■ INSTRUCTIONS FOR THE TASK:
Render all lines of the items below as a Markdown table with two columns, "Row" and "Item text", numbering each row and skipping blank lines. Omit the pictures from the table.

....................

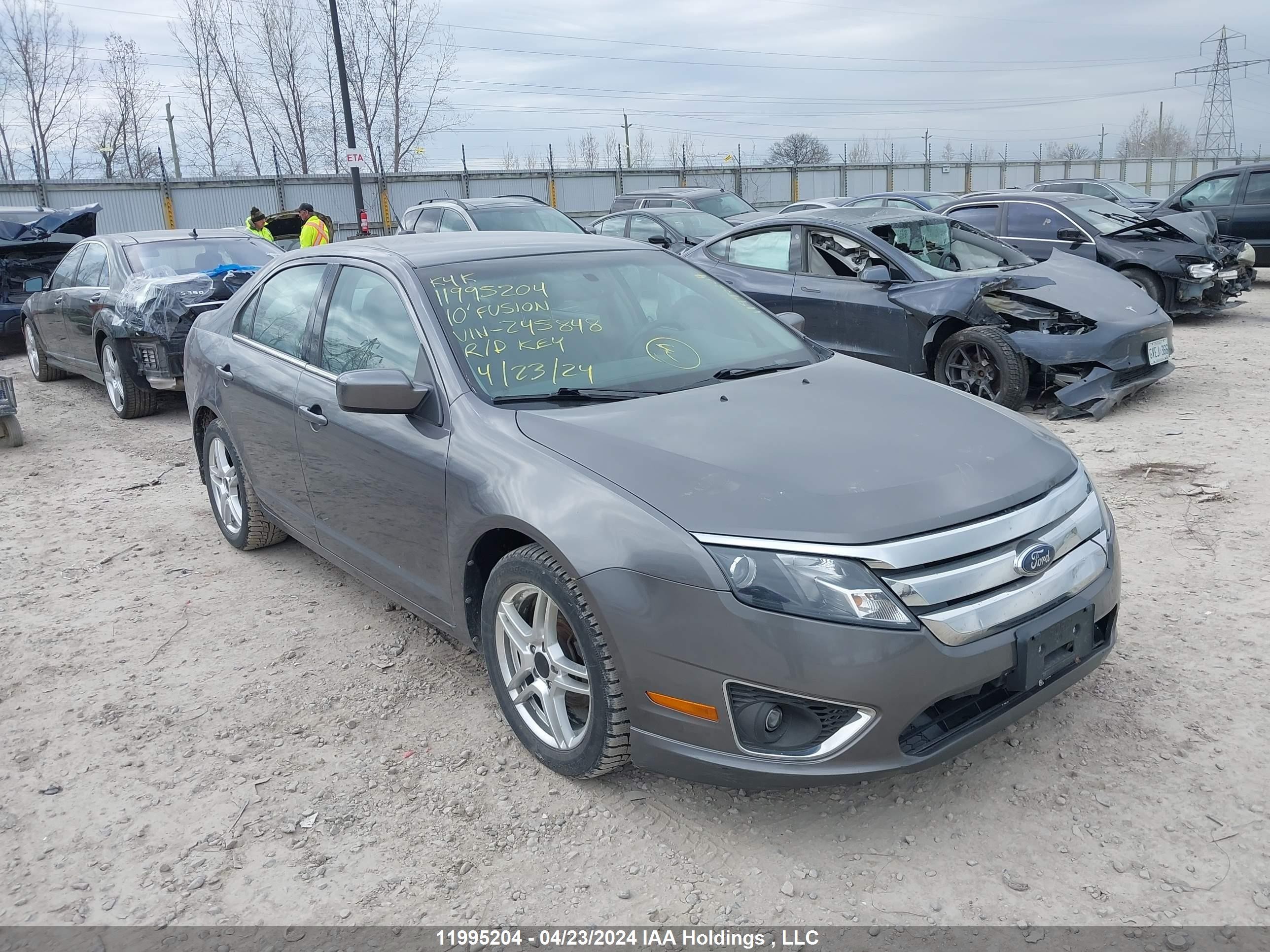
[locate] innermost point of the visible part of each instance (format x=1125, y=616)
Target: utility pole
x=1214, y=134
x=172, y=141
x=349, y=118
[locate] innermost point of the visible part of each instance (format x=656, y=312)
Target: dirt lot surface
x=193, y=734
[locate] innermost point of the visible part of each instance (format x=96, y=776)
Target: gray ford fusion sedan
x=681, y=534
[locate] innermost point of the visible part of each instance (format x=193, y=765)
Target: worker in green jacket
x=256, y=225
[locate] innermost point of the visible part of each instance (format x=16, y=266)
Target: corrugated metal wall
x=133, y=206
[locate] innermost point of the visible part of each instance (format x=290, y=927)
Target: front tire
x=234, y=503
x=982, y=362
x=36, y=357
x=552, y=668
x=127, y=399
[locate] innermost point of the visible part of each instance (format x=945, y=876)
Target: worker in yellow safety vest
x=256, y=224
x=314, y=230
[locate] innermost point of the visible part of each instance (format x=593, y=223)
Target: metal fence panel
x=220, y=206
x=583, y=195
x=865, y=182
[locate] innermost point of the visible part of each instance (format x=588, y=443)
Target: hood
x=1199, y=228
x=22, y=225
x=789, y=456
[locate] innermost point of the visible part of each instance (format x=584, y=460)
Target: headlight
x=811, y=585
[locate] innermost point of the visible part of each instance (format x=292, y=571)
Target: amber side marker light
x=706, y=713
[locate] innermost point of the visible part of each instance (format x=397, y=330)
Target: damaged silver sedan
x=942, y=299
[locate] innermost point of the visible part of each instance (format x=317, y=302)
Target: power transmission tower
x=1214, y=135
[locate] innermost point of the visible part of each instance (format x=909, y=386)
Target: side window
x=64, y=274
x=428, y=221
x=453, y=221
x=981, y=216
x=92, y=265
x=369, y=327
x=614, y=228
x=1034, y=221
x=643, y=228
x=1259, y=188
x=282, y=309
x=1212, y=193
x=768, y=249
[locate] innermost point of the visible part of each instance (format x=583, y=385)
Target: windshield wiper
x=738, y=373
x=573, y=395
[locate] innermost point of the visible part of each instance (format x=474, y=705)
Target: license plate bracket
x=1043, y=650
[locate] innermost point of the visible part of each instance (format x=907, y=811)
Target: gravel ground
x=199, y=735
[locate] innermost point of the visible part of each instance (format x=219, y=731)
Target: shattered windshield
x=944, y=248
x=1100, y=214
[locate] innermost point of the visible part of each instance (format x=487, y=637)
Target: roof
x=450, y=248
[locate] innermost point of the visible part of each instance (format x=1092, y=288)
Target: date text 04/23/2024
x=628, y=938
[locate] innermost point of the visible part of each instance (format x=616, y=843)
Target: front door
x=844, y=312
x=376, y=481
x=261, y=378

....................

■ REPLY:
| Row | Item text |
|---|---|
| 1 | [locate] innermost point of the visible part of each instance (format x=1125, y=616) |
| 2 | Target: utility pole |
| 3 | x=1214, y=134 |
| 4 | x=172, y=141 |
| 5 | x=349, y=118 |
| 6 | [locate] innermost point of the visible part of each instance (format x=656, y=312) |
| 7 | Target: dirt lot surface |
| 8 | x=193, y=734 |
| 9 | [locate] innermost point of the visible part of each instance (format x=96, y=776) |
| 10 | Target: gray ford fusion sedan |
| 11 | x=681, y=534 |
| 12 | [locate] innermost point of the visible part of each instance (format x=193, y=765) |
| 13 | Target: worker in green jacket |
| 14 | x=256, y=225 |
| 15 | [locate] innermost point of the visible part of each instance (format x=16, y=266) |
| 16 | Target: corrugated metal wall |
| 17 | x=133, y=206 |
| 18 | [locate] innermost point of the visible part of each instance (format x=290, y=927) |
| 19 | Target: front tire |
| 20 | x=234, y=503 |
| 21 | x=982, y=362 |
| 22 | x=36, y=357 |
| 23 | x=552, y=668 |
| 24 | x=127, y=399 |
| 25 | [locate] innermost point of the visible part of each instance (format x=945, y=876) |
| 26 | Target: worker in yellow safety vest |
| 27 | x=256, y=224 |
| 28 | x=314, y=230 |
| 29 | [locate] innermost point of the visible part of each instance (format x=593, y=223) |
| 30 | Target: metal fence panel |
| 31 | x=220, y=206 |
| 32 | x=583, y=195 |
| 33 | x=865, y=182 |
| 34 | [locate] innermost point of the visible part of each instance (format x=588, y=443) |
| 35 | Target: hood |
| 36 | x=1199, y=228 |
| 37 | x=22, y=225 |
| 38 | x=789, y=456 |
| 39 | [locate] innermost point of the visible part of each instance (format x=584, y=460) |
| 40 | Target: headlight |
| 41 | x=811, y=585 |
| 42 | [locate] innermost point of the visible part of each instance (format x=292, y=571) |
| 43 | Target: amber side marker light |
| 44 | x=706, y=713 |
| 45 | [locate] innermost point of the visible part of each instance (format x=397, y=330) |
| 46 | Target: damaged silver sedan |
| 47 | x=942, y=299 |
| 48 | [locate] innermost point of the visible part of each instance (format x=317, y=302) |
| 49 | Target: power transmission tower |
| 50 | x=1214, y=135 |
| 51 | [locate] innermost point of the visible part of each instance (format x=909, y=386) |
| 52 | Target: side window |
| 53 | x=64, y=274 |
| 54 | x=428, y=221 |
| 55 | x=453, y=221 |
| 56 | x=981, y=216 |
| 57 | x=92, y=265 |
| 58 | x=369, y=327 |
| 59 | x=614, y=228 |
| 60 | x=1034, y=221 |
| 61 | x=643, y=228 |
| 62 | x=1259, y=188 |
| 63 | x=282, y=309 |
| 64 | x=1212, y=193 |
| 65 | x=768, y=249 |
| 66 | [locate] innermost point of the visible part of each instance (format x=583, y=385) |
| 67 | Target: windshield wiper |
| 68 | x=738, y=373 |
| 69 | x=573, y=395 |
| 70 | [locate] innermost point of the visible part of each instance (format x=474, y=705) |
| 71 | Target: license plate bracket |
| 72 | x=1043, y=650 |
| 73 | [locate] innermost point of the visible part of each instance (format x=907, y=811) |
| 74 | Target: gravel ground |
| 75 | x=199, y=735 |
| 76 | [locate] innermost point of the visible part of each instance (format x=219, y=731) |
| 77 | Target: shattered windshield |
| 78 | x=944, y=248 |
| 79 | x=1100, y=214 |
| 80 | [locate] innermost point of the visible part of each instance (format x=487, y=637) |
| 81 | Target: roof |
| 82 | x=450, y=248 |
| 83 | [locate] innermost point of the visible part of each instance (format x=1092, y=288) |
| 84 | Target: date text 04/23/2024 |
| 85 | x=628, y=938 |
| 86 | [locate] innermost point of the visible part of each instance (format x=616, y=843) |
| 87 | Target: front door |
| 88 | x=844, y=312 |
| 89 | x=376, y=481 |
| 90 | x=261, y=378 |